Each line below must be printed exactly as it stands.

------------------------

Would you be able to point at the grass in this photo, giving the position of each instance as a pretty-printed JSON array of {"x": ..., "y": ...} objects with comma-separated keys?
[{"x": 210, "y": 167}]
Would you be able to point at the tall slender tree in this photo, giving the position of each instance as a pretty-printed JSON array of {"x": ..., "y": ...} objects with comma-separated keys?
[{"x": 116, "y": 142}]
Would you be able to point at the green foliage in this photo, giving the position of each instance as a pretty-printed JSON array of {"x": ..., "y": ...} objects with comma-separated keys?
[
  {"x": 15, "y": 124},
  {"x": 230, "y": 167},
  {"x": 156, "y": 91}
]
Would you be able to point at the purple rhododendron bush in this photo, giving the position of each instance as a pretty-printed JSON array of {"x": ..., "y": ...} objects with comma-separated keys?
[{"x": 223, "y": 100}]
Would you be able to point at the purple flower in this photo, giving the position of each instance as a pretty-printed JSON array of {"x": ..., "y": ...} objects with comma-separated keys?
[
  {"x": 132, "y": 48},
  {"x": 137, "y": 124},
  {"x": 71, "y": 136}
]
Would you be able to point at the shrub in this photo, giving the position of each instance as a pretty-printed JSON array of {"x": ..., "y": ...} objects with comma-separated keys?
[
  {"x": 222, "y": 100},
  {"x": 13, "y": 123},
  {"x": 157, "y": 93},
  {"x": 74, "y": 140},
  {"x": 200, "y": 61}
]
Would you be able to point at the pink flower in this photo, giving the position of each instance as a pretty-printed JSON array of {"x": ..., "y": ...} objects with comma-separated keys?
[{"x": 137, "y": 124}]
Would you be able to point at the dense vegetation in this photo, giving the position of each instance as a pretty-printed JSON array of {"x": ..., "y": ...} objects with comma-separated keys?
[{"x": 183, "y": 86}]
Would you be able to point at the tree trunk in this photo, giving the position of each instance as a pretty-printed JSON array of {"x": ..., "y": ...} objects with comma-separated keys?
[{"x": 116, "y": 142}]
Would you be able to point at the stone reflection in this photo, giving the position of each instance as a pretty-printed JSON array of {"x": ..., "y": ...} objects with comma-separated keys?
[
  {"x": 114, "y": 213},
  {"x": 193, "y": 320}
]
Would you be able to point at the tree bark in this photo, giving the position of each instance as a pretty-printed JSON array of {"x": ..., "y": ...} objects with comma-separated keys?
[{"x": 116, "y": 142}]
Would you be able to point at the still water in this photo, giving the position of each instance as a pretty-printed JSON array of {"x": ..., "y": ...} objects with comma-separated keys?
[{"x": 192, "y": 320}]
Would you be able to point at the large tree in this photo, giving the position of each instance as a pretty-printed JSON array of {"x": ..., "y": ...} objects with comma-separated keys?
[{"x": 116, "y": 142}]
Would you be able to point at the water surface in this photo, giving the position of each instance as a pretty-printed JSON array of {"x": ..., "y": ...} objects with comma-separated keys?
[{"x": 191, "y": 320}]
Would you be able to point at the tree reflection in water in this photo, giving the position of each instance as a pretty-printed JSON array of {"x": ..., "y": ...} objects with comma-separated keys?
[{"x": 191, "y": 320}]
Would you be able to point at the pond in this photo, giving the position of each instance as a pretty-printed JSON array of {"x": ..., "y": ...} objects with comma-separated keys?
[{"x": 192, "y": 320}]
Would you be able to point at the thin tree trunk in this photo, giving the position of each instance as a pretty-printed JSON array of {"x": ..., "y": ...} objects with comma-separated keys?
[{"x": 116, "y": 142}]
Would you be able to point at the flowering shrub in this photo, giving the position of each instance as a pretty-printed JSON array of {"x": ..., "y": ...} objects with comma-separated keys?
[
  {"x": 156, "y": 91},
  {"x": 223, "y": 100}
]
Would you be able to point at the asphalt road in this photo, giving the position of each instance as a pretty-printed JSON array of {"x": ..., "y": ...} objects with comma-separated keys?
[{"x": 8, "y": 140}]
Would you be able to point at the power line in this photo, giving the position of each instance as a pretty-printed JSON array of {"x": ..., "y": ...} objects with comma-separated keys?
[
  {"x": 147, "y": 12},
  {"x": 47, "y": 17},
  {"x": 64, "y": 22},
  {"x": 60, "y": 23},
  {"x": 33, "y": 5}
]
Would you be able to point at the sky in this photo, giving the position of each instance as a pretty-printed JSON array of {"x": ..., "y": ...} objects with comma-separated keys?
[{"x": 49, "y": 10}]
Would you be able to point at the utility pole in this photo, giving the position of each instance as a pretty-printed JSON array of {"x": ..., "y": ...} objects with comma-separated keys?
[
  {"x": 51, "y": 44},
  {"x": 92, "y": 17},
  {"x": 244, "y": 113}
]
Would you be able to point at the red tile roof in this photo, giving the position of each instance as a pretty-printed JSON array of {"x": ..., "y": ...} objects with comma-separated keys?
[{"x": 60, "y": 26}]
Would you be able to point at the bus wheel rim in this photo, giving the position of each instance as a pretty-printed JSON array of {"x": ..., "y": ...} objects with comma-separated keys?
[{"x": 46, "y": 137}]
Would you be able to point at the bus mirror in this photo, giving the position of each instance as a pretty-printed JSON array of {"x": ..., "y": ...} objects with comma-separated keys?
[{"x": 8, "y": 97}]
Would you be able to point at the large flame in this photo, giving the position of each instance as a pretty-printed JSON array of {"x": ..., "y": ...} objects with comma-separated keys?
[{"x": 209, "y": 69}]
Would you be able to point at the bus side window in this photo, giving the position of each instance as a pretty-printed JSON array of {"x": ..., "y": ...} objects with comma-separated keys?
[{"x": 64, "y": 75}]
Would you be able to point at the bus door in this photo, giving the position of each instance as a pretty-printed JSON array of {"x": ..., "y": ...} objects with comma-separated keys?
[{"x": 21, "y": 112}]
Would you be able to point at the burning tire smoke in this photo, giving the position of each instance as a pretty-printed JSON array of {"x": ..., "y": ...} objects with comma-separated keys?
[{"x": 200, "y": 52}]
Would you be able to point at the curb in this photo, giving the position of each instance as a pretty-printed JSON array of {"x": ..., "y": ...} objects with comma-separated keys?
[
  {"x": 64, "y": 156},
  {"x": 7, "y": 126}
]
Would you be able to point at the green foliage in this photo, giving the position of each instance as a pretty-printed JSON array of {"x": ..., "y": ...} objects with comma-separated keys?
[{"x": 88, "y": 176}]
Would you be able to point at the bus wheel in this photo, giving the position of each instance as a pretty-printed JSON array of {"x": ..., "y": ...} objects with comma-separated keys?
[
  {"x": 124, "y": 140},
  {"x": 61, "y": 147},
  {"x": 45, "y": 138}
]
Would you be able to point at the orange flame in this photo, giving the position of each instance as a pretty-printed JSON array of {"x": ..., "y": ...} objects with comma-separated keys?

------------------------

## Written answer:
Would you be able to point at the grass in this photo, giving the position of each instance as a pretty-printed JSON array of {"x": ..., "y": ...} objects with comma-separated keys?
[{"x": 210, "y": 167}]
Would you be able to point at the tall slender tree in this photo, giving the position of each instance as a pretty-printed JSON array of {"x": ..., "y": ...} objects with comma-separated keys?
[{"x": 116, "y": 142}]
Would you be able to point at the green foliage in this photo, giving the position of each instance as a pretty-printed JSON array of {"x": ..., "y": ...} objects with comma-separated keys?
[
  {"x": 15, "y": 124},
  {"x": 230, "y": 167},
  {"x": 156, "y": 91}
]
Would you be able to point at the purple rhododendron bush in this photo, giving the position of each instance as a pretty-printed JSON array of {"x": ..., "y": ...} objects with comma-separated keys?
[{"x": 223, "y": 100}]
Would you be able to point at the purple flower in this photo, giving the position of each instance as a pretty-printed JSON array of {"x": ..., "y": ...} objects with comma-separated keys?
[
  {"x": 132, "y": 48},
  {"x": 137, "y": 124},
  {"x": 71, "y": 136}
]
Would you be able to point at the shrub in this photo, giving the position of each instance as a pretty-printed JSON array of {"x": ..., "y": ...} objects with comma-separated keys?
[
  {"x": 222, "y": 100},
  {"x": 13, "y": 123},
  {"x": 157, "y": 93},
  {"x": 74, "y": 140},
  {"x": 200, "y": 61}
]
Would you be able to point at the pink flower in this photo, giving the position of each instance as a pretty-printed JSON array of {"x": ..., "y": ...} objects with comma-separated keys?
[{"x": 137, "y": 124}]
Would you be able to point at the dense vegetation in this photo, giving the position of each instance as a pretty-printed JSON array of {"x": ..., "y": ...} objects with comma-separated keys?
[{"x": 183, "y": 86}]
Would you be able to point at the tree trunk in this photo, giving the position of each instance as a pretty-printed JSON array of {"x": ..., "y": ...} objects with comma-separated keys?
[{"x": 116, "y": 142}]
Would you be able to point at the stone reflection in this photo, giving the position of each instance as a pretty-printed JSON array of {"x": ..., "y": ...} objects with comma-separated keys?
[
  {"x": 114, "y": 213},
  {"x": 193, "y": 320}
]
Would you be able to point at the tree bark in this photo, giving the position of each instance as a pretty-printed JSON array of {"x": ..., "y": ...} objects with comma-separated keys?
[{"x": 116, "y": 142}]
Would you be able to point at the still water in this photo, giving the position of each instance as a pretty-printed JSON array of {"x": ..., "y": ...} objects with comma-separated keys?
[{"x": 192, "y": 320}]
Would you be able to point at the large tree in this photo, giving the position of each instance as a pretty-printed JSON array of {"x": ..., "y": ...} objects with comma-separated keys?
[{"x": 116, "y": 142}]
Would you be able to point at the water surface in this photo, giving the position of each instance as a pretty-printed JSON array of {"x": ..., "y": ...} objects with comma-separated keys?
[{"x": 191, "y": 320}]
Would you be able to point at the tree reflection in water in this photo, giving the position of each instance as a pretty-printed JSON array of {"x": ..., "y": ...} objects with comma-separated keys?
[{"x": 191, "y": 320}]
Would you be able to point at the pond in this photo, giving the position of each instance as a pretty-printed JSON array of {"x": ..., "y": ...} objects with comma-separated keys?
[{"x": 192, "y": 320}]
Would you be able to point at the thin tree trunk in this photo, giving the position of each instance as a pretty-printed JSON array of {"x": ..., "y": ...} objects with comma-separated keys?
[{"x": 116, "y": 142}]
Would you be able to point at the flowering shrub in this photo, giving the position of each instance as a pretty-printed JSON array of {"x": ..., "y": ...} objects with comma-separated keys?
[
  {"x": 156, "y": 91},
  {"x": 223, "y": 100}
]
Would you be able to point at the asphalt road in this photo, giving the position of each instance as a pretty-printed JSON array of {"x": ..., "y": ...} objects with comma-separated keys?
[{"x": 8, "y": 140}]
Would you be able to point at the power line in this photo, giving the position of each instance as a pretty-printed JSON array of {"x": ..., "y": ...} objects with comma-separated keys?
[
  {"x": 147, "y": 12},
  {"x": 47, "y": 17},
  {"x": 64, "y": 22},
  {"x": 60, "y": 23},
  {"x": 33, "y": 5}
]
Would you be able to point at the sky in this photo, giving the position of each instance as a pretty-printed JSON array of {"x": ..., "y": ...} objects with comma-separated keys?
[{"x": 49, "y": 10}]
Would you be able to point at the utility pole in this photo, giving the position of each instance as a pretty-printed JSON array of {"x": ..., "y": ...} objects with comma-separated keys?
[
  {"x": 51, "y": 44},
  {"x": 92, "y": 17},
  {"x": 244, "y": 113}
]
Would you be able to point at the red tile roof in this photo, giving the position of each instance as a pretty-printed JSON array of {"x": ..., "y": ...} objects with comma-separated keys?
[{"x": 60, "y": 26}]
Would you be able to point at the bus wheel rim in this photo, giving the position of each instance as a pretty-printed JSON array of {"x": ..., "y": ...} objects with comma-separated keys?
[{"x": 46, "y": 137}]
Would you be able to point at the bus mirror in this photo, giving the position of each instance as a pretty-printed JSON array of {"x": ..., "y": ...} objects with comma-separated keys?
[{"x": 8, "y": 97}]
Would you be able to point at the large flame in this photo, giving the position of each instance as a pretty-printed JSON array of {"x": ..., "y": ...} objects with comma-separated keys?
[{"x": 209, "y": 69}]
Would you be able to point at the bus side window in this photo, giving the position of each instance as a pretty-printed JSON array of {"x": ..., "y": ...} objects with comma-separated keys?
[{"x": 64, "y": 75}]
Would you be able to point at the bus door in this photo, giving the position of each instance as a pretty-printed JSON array of {"x": ..., "y": ...} objects with comma-separated keys?
[{"x": 21, "y": 112}]
Would you be able to point at the burning tire smoke in this photo, giving the position of each instance as a pretty-printed JSON array of {"x": ..., "y": ...} objects with comma-separated keys?
[{"x": 200, "y": 52}]
Would you be able to point at the curb in this photo, giving the position of each instance as a pretty-printed JSON array of {"x": ..., "y": ...} objects with comma-separated keys?
[
  {"x": 64, "y": 156},
  {"x": 7, "y": 126}
]
Would you be able to point at the green foliage in this photo, giving the position of each instance as a pretty-printed JSON array of {"x": ..., "y": ...} objects with comma-separated keys?
[{"x": 88, "y": 176}]
Would you be able to point at the bus wheel in this photo, giving the position of each instance as a pretty-printed JSON array of {"x": ..., "y": ...} objects with comma-separated keys?
[
  {"x": 124, "y": 140},
  {"x": 61, "y": 147},
  {"x": 45, "y": 138}
]
Would you be able to point at the orange flame in this photo, giving the position of each instance as a pretty-printed JSON array of {"x": ..., "y": ...} objects with comma-separated keys?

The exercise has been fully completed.